Goal - Can you rewrite every line from the one that has "In this exercise you will mark the light" through the end of the records, multiplying each point coordinate in the answers by 0.85 and rounding it to a whole number, with halves rounded up? Copy all other wording unchanged, and give only those lines.

Supplied data -
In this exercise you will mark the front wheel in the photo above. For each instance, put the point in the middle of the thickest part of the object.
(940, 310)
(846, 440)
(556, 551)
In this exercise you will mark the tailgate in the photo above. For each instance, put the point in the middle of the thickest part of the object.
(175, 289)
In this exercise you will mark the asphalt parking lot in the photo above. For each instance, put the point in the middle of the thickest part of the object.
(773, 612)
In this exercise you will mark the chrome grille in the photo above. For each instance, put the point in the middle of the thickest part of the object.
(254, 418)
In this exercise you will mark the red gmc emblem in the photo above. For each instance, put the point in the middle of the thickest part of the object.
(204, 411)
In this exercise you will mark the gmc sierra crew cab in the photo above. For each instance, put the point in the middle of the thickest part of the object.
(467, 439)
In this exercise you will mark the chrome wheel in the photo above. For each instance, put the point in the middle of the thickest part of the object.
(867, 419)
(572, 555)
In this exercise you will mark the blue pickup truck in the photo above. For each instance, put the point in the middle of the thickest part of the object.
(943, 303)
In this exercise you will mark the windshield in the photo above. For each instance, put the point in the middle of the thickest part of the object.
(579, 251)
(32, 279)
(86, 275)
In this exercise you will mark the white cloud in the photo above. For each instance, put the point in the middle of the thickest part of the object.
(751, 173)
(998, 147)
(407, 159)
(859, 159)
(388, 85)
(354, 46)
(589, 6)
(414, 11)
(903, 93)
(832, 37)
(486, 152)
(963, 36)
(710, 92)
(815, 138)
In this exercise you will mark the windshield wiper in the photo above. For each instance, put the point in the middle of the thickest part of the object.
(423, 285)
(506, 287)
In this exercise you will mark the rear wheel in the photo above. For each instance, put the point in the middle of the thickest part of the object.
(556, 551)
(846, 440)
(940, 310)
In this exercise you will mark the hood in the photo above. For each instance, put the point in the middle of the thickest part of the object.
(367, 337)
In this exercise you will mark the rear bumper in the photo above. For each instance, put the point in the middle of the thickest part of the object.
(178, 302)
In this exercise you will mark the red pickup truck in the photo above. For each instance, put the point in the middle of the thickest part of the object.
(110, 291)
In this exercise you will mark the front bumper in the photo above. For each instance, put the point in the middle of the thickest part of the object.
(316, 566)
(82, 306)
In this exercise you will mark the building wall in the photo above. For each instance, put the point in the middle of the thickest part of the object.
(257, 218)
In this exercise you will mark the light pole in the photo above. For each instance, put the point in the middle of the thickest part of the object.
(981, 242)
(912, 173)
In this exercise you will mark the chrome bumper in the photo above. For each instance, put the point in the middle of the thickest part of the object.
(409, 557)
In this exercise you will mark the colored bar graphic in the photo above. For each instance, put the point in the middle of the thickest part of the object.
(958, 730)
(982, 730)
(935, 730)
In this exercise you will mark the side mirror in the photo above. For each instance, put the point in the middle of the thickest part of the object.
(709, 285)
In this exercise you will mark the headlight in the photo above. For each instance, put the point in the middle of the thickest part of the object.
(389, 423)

The result -
In this exercise you will mark the light pole in the photo above. For each instance, put the point in the middle of the thickest part of the object.
(834, 206)
(775, 147)
In this exercise you will mark the chrome bumper in the photo above. For each instance, put the point in the middle of the thickest part of the object.
(348, 473)
In this exercise you will mark the colored bar graphic in the photo above. For each instance, put the point in the middle of the thickest part of the object.
(814, 621)
(835, 621)
(795, 621)
In this exercise you will mark the side mirror in the photo above. For each instance, put the point in the middle of the thickest part of the object.
(603, 242)
In this exercise you will mark the headlight in the photo above. For each instance, put the point in the middle of the thickest part of the object.
(331, 360)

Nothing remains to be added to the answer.